-- TASKS TO PERFORM --
A. Translate this sentence from the conference abstract below into Spanish: "This conventional approach demands significant time and resources, creating bottlenecks in biopharmaceutical development timelines."
B. Reproduce word for word the stretch of the conference abstract below from "William Heymann, Forschungszentrum" through "line selection process.".

-- EXTRACTED TEXT --
..............................

2025 AIChE Annual Meeting

(223a) Virtual Clone: Machine Learning for Clone Selection in Cell Line Development

Authors

Elcin Icten Gencer, Amgen Inc.
William Heymann, Forschungszentrum Jülich
Jack Albright, Amgen Inc
Marzieh Ataei, Amgen Inc
Gita Pandey, Amgen Inc
Austin Xiong, Amgen Inc
Yi Li, Amgen
Edwige Gros, Amgen Inc
Fabrice Schlegel, Amgen Inc
Cell line development (CLD) is a critical yet resource-intensive stage in bioprocess development, traditionally relying on extensive empirical screening to identify high-performing clones. This conventional approach demands significant time and resources, creating bottlenecks in biopharmaceutical development timelines. To address these challenges, we have developed an innovative machine learning (ML)-based virtual clone strategy designed to optimize and expedite the cell line selection process.

Our approach integrates advanced analytics, employing both structured (tabular) and unstructured (image) datasets. Computer vision techniques are utilized to quantify and extract meaningful metrics from microscopic images of cells, enriching the traditional tabular datasets. These combined datasets undergo rigorous preprocessing involving domain-specific knowledge application, feature transformation, and automatic feature selection, significantly reducing feature complexity while preserving critical biological insights.

..............................

Referring expression pointing data
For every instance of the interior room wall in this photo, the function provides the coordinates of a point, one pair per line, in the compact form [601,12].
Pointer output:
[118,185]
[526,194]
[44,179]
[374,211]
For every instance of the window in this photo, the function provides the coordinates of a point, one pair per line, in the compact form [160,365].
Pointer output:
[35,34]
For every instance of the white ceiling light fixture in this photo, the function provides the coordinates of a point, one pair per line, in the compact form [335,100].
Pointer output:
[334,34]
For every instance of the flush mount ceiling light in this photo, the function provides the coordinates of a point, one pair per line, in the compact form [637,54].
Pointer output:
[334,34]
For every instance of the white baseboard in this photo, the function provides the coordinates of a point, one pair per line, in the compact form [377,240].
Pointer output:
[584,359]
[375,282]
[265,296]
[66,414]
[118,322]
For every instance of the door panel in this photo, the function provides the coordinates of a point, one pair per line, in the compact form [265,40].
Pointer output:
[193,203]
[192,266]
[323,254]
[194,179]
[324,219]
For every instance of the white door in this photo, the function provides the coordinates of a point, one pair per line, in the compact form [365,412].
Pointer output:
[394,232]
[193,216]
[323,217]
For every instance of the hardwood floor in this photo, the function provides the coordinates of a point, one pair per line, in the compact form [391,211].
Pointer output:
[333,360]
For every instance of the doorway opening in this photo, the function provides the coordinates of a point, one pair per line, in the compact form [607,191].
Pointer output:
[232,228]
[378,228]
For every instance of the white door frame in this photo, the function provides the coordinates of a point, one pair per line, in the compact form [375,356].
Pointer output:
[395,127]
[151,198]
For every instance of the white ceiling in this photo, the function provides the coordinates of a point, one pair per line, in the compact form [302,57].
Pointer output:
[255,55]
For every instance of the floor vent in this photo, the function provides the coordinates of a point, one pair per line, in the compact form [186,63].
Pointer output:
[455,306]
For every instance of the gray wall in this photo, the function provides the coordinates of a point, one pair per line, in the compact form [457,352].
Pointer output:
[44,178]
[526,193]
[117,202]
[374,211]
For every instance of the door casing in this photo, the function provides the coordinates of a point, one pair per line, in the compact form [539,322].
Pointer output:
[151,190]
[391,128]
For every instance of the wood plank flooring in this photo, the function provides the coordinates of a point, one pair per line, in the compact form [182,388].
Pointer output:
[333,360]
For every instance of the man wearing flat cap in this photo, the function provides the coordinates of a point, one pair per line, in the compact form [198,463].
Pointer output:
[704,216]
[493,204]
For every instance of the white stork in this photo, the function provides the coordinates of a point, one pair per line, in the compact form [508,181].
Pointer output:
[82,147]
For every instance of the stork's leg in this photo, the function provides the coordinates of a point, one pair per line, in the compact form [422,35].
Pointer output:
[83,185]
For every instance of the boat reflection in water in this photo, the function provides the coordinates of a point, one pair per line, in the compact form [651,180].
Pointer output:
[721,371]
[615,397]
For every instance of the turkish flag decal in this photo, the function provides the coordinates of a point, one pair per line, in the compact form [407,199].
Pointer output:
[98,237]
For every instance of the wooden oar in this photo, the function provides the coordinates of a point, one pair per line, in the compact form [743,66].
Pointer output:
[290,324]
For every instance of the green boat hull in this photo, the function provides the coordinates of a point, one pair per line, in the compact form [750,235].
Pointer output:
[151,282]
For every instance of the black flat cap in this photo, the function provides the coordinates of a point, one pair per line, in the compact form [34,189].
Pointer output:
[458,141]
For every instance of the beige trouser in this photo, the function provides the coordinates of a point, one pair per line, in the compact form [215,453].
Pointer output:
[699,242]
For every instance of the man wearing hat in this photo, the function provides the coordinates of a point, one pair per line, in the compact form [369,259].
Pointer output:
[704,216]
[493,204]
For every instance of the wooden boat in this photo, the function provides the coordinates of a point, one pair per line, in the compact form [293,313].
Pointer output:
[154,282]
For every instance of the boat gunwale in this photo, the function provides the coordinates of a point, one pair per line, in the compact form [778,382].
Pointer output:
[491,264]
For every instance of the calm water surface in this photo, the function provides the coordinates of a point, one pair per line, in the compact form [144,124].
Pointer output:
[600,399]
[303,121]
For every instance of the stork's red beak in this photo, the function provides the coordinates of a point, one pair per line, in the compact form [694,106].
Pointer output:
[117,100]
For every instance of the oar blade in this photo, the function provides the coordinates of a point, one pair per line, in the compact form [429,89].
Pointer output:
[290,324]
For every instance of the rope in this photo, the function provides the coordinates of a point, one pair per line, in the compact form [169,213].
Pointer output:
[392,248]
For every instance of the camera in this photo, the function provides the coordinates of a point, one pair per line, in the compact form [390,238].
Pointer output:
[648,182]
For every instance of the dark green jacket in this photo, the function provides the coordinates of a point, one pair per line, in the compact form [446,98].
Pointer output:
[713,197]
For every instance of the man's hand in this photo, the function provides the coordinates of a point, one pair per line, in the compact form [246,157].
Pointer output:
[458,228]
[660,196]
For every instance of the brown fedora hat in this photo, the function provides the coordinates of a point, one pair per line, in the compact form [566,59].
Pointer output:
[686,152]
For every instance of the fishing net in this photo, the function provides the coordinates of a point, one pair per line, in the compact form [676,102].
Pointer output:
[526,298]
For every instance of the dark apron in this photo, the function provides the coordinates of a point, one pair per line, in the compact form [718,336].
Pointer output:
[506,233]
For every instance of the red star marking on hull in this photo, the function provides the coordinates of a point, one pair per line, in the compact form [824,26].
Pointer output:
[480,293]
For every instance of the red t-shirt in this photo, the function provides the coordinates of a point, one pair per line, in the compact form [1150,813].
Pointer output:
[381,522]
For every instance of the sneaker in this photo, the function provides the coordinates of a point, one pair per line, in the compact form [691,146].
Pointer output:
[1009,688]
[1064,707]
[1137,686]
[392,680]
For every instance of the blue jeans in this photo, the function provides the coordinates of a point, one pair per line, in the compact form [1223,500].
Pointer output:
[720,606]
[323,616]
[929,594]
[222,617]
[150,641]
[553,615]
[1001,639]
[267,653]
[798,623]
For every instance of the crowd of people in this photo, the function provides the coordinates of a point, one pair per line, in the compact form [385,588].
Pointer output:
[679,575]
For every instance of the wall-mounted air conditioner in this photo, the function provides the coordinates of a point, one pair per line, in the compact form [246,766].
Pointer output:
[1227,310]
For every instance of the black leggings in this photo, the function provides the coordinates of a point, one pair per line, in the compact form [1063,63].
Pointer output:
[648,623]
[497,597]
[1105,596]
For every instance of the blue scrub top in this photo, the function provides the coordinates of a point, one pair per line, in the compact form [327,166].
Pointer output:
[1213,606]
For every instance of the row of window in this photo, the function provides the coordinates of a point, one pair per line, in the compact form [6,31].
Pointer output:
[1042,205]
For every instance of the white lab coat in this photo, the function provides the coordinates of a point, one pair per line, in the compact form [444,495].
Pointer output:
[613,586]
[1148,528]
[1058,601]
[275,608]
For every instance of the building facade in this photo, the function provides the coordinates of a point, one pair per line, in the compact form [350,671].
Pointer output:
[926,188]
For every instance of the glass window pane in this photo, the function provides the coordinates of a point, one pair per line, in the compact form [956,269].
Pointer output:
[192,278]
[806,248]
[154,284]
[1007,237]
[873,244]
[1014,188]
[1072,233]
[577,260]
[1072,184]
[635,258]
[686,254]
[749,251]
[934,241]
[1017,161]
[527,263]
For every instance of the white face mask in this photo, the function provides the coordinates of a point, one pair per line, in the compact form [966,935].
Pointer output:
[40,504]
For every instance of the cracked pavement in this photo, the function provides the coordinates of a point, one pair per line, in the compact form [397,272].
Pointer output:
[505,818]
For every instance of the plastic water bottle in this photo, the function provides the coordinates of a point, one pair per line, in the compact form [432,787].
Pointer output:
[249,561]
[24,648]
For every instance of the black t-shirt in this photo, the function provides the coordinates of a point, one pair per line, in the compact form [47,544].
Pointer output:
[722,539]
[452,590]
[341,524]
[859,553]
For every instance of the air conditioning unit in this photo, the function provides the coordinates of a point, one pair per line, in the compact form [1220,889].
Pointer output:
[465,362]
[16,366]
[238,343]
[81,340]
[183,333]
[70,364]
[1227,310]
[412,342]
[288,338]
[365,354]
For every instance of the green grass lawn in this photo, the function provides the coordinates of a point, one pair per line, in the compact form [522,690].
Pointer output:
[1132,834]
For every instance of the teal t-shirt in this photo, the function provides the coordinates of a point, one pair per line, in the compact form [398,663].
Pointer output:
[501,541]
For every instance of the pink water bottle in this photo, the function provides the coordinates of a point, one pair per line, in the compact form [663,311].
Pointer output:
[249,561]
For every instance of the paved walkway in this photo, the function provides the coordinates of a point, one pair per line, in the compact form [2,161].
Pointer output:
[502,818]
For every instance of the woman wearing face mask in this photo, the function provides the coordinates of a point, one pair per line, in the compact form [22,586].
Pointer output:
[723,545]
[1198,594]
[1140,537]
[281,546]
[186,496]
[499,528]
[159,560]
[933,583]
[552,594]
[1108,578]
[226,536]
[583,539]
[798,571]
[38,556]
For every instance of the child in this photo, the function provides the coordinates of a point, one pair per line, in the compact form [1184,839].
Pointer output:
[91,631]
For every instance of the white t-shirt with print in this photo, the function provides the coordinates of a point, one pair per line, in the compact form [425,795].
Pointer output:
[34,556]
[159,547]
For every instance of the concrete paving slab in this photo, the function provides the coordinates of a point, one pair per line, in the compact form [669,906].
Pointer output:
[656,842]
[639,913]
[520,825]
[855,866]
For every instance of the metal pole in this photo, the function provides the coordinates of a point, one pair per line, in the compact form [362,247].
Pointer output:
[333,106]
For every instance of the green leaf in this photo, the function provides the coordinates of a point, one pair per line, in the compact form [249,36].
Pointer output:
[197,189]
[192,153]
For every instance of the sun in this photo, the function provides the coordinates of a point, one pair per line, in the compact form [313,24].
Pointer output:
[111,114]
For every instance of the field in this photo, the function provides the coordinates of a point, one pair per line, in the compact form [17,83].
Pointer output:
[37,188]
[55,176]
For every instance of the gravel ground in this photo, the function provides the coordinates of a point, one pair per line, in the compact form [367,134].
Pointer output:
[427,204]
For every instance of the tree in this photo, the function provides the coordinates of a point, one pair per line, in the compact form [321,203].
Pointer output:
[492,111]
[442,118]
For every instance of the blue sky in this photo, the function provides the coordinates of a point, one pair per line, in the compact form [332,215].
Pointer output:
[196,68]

..............................

-- WRITTEN ANSWERS --
A. Este enfoque convencional exige una cantidad considerable de tiempo y recursos, lo que genera cuellos de botella en los plazos de desarrollo biofarmacéutico.

B.
William Heymann, Forschungszentrum Jülich
Jack Albright, Amgen Inc
Marzieh Ataei, Amgen Inc
Gita Pandey, Amgen Inc
Austin Xiong, Amgen Inc
Yi Li, Amgen
Edwige Gros, Amgen Inc
Fabrice Schlegel, Amgen Inc
Cell line development (CLD) is a critical yet resource-intensive stage in bioprocess development, traditionally relying on extensive empirical screening to identify high-performing clones. This conventional approach demands significant time and resources, creating bottlenecks in biopharmaceutical development timelines. To address these challenges, we have developed an innovative machine learning (ML)-based virtual clone strategy designed to optimize and expedite the cell line selection process.